◆ **GESTELDE OPGAVE A**: Schrijf de regels van de records opnieuw uit, van de regel met "# test: pointer marks one dot per instance of the leafy" tot en met het einde van de records, met "photograph" vervangen door "image" en verder alles ongewijzigd. Neem de afbeeldingen niet op in je antwoord.

◆ **GETOONDE TEKST**:
= = = = =
Een belastingvoordeel vormt de-minimissteun indien het bedrag van de door de belastingplichtige in de laatste drie jaar, met inbegrip van het lopende jaar, ontvangen de-minimissteun, ongeacht de vorm en de herkomst, niet meer dan de tegenwaarde van 200 000 EUR in [Bulgaarse lev (BGN)] bedraagt […]
- 2.
Het bedrag van de in artikel 184 bedoelde belastingteruggave moet overeenkomstig de boekhoudwetgeving binnen vier jaar te rekenen vanaf het begin van het jaar waarover de belastingteruggave plaatsvindt worden geïnvesteerd in materiële of immateriële vaste activa.
= = = = =
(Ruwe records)
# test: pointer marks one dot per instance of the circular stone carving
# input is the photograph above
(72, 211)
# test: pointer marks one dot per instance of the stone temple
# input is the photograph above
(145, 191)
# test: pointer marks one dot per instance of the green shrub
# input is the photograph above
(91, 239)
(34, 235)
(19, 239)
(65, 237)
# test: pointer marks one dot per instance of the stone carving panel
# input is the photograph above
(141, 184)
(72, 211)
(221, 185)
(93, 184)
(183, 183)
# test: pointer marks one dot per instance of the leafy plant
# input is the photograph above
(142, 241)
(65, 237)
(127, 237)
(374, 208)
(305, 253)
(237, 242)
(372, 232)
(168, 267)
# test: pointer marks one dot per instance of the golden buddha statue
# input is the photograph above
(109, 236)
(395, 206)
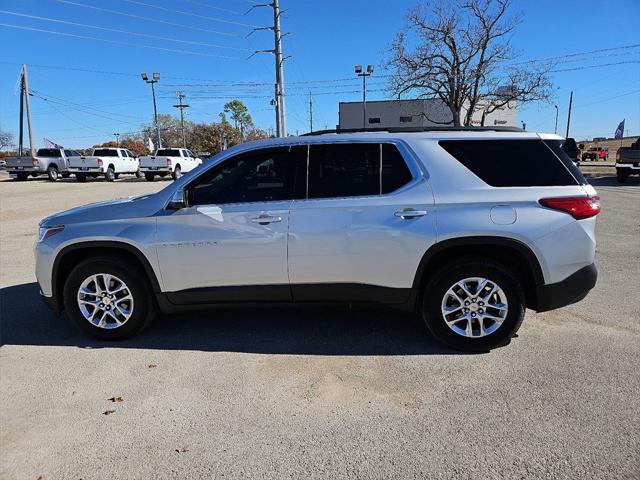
= = = = =
◆ **GESTELDE OPGAVE B**:
Beantwoord de volgende vragen over de tekst over belastingvoordelen.
(i) Welk bedrag mag de ontvangen de-minimissteun ten hoogste bedragen?
(ii) Over welke periode wordt de ontvangen de-minimissteun berekend?
(iii) Binnen hoeveel jaar moet het bedrag van de belastingteruggave worden geïnvesteerd?

◆ **ANTWOORD A**:
# test: pointer marks one dot per instance of the leafy plant
# input is the image above
(142, 241)
(65, 237)
(127, 237)
(374, 208)
(305, 253)
(237, 242)
(372, 232)
(168, 267)
# test: pointer marks one dot per instance of the golden buddha statue
# input is the image above
(109, 236)
(395, 206)

◆ **ANTWOORD B**:
(i) Niet meer dan de tegenwaarde van 200 000 EUR in Bulgaarse lev (BGN).
(ii) Over de laatste drie jaar, met inbegrip van het lopende jaar.
(iii) Binnen vier jaar, te rekenen vanaf het begin van het jaar waarover de belastingteruggave plaatsvindt.